---- RECORDS FOR THE TASK

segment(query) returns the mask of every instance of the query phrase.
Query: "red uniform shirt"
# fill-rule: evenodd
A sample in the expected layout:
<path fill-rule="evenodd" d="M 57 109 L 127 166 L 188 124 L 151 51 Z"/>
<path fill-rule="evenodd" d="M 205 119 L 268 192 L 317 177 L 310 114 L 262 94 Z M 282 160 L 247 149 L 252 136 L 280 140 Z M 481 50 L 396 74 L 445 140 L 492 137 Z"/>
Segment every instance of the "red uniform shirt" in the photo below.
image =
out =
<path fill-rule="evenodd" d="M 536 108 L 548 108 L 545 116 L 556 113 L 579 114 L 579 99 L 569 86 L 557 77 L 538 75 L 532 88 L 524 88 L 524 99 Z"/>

--------
---- RECORDS FOR THE TASK

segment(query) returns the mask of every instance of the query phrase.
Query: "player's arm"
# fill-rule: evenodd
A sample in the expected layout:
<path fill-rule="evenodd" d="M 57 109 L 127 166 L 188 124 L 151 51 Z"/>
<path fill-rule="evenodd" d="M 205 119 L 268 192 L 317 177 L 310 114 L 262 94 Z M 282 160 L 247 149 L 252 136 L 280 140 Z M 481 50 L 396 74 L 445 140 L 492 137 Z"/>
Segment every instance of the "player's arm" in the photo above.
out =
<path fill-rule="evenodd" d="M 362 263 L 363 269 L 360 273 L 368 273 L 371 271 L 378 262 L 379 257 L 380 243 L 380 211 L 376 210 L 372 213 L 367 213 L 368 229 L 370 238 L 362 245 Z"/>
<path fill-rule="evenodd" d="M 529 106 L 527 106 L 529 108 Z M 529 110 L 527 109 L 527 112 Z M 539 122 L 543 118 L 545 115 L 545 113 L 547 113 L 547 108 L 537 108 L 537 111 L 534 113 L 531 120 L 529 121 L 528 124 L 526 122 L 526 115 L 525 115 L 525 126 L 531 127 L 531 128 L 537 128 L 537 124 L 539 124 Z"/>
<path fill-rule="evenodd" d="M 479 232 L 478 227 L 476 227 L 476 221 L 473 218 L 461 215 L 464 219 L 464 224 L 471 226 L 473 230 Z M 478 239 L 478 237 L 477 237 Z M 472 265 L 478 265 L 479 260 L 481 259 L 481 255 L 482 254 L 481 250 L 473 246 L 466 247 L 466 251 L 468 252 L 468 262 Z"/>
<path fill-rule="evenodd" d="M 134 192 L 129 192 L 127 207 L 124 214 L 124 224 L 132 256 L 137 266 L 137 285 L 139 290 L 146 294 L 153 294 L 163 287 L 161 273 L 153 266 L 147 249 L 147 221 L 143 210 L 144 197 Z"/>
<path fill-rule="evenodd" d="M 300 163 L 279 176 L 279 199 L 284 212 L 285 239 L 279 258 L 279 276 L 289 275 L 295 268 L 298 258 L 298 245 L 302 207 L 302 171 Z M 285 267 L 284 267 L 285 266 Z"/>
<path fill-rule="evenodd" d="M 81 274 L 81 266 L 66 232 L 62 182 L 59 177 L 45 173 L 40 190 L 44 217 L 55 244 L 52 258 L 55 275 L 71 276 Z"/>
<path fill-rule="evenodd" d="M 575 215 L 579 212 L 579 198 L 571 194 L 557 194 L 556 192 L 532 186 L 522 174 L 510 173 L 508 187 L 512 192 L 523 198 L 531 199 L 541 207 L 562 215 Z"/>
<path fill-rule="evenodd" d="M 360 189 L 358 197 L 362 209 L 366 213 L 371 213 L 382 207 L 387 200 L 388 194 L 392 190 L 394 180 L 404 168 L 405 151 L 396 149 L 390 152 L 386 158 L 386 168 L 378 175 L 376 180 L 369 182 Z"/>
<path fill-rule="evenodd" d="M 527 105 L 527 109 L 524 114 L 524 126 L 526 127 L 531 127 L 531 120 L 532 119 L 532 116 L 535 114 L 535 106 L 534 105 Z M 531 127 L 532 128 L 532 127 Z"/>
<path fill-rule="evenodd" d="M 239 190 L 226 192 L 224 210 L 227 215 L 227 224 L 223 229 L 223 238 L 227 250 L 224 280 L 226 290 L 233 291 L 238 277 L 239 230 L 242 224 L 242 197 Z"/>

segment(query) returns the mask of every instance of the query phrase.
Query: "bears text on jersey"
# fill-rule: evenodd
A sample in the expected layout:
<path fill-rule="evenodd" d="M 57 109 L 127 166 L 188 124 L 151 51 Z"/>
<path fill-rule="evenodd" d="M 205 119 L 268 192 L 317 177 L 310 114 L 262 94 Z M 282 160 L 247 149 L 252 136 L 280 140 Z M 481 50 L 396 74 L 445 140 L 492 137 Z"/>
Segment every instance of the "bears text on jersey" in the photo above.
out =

--------

■ **TASK INSTRUCTIONS**: List every line of the material that contains the string "shirt", treating uppercase and lowercase letters as different.

■ **SOLUTION TO THIS EXERCISE**:
Query: "red uniform shirt"
Segment every instance of the "red uniform shirt" in the photo below.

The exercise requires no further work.